Document segment:
---+---
You are viewing a plain text version of this content. The canonical link for it is here.
Posted to user@hbase.apache.org by Amit Sela <am...@infolinks.com> on 2012/11/12 15:39:19 UTC

scan is slower after bulk load

Hi all,

Anyone has any idea why scanning over specific range in a table is about
20% slower if that data (that specific range) was just inserted into HBase
using bulk load ?

I do the bulk load programmatically with  LoadIncrementalHFiles.

Thanks.

Re: scan is slower after bulk load

Posted by Amit Sela <am...@infolinks.com>.
I gave it a few more shots and it was back to normal...
---+---
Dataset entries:
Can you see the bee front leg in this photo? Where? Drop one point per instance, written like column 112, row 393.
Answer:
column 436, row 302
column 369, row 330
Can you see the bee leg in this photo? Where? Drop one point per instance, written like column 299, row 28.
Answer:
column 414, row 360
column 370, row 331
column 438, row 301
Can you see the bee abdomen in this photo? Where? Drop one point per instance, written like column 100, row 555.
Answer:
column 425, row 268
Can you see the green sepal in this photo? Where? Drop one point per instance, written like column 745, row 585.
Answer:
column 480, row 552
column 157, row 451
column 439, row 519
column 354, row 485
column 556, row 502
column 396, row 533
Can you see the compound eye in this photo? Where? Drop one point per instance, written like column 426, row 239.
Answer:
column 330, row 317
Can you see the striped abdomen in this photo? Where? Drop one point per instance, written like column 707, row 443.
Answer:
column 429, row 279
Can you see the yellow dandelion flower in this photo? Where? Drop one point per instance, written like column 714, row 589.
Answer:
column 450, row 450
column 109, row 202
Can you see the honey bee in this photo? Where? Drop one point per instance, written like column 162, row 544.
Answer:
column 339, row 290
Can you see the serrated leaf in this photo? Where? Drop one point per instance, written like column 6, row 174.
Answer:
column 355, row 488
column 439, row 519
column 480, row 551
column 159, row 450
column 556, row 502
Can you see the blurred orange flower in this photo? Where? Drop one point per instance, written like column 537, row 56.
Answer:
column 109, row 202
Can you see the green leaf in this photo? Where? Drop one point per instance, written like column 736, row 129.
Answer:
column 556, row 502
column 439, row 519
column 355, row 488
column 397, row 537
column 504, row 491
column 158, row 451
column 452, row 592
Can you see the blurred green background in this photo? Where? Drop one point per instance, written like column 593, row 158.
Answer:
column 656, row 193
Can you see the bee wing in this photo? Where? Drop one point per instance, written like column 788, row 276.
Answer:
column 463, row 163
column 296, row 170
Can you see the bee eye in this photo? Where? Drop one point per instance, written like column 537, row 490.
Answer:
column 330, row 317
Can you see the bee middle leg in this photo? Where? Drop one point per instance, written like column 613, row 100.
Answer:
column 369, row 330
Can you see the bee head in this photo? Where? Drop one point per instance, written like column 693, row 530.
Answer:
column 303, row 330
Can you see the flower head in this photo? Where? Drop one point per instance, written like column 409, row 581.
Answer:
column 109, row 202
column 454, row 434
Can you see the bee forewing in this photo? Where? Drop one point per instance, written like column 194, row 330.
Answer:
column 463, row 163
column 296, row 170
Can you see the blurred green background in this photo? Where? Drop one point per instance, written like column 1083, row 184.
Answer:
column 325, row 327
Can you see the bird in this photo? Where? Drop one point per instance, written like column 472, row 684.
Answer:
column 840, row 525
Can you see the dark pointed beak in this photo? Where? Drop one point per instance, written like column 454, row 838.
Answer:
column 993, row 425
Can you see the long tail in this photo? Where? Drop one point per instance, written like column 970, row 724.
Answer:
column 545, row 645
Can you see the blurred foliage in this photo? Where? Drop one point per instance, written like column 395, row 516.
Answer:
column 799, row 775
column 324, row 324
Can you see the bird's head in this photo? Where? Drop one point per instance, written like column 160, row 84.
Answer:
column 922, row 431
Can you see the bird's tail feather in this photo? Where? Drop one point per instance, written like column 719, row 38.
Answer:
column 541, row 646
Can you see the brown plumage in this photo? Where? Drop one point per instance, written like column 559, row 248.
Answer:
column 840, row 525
---+---
Written task A: In the HBase bulk load thread, how much slower was the scan over the freshly bulk-loaded range?
Written task B: Carry on the HBase bulk load thread from its last line.
The dataset entries aren't needed for any of this.

Expected output A: About 20% slower.

Expected output B:
Bulk loading is faster but more important (for us) it's more stable and
doesn't cause full GC in the region server even if loading it more then
usual.
The map time remains the same. For reduce we chose to write out a sequence
file so it's quite fast, and the bulk load map is extremely fast.
The bulk load reduce is also fast but it depends on the number of regions
in the table. We used our own code so that only specific regions will be
targeted (I think I posted it).

Bottom line - about 30% faster. But I expect it to handle bigger loads
better.
On Nov 22, 2012 11:51 PM, "Asaf Mesika" <as...@gmail.com> wrote:

> Did you end up finding the answer?
> How fast is this method of insertion relative to a simple insert of
> List<Put> ?
>
>
> On 13 בנוב 2012, at 02:29, Bijieshan <bi...@huawei.com> wrote:
>
> > I think one possible reason is block caching. Have you turned the block
> caching off during scanning?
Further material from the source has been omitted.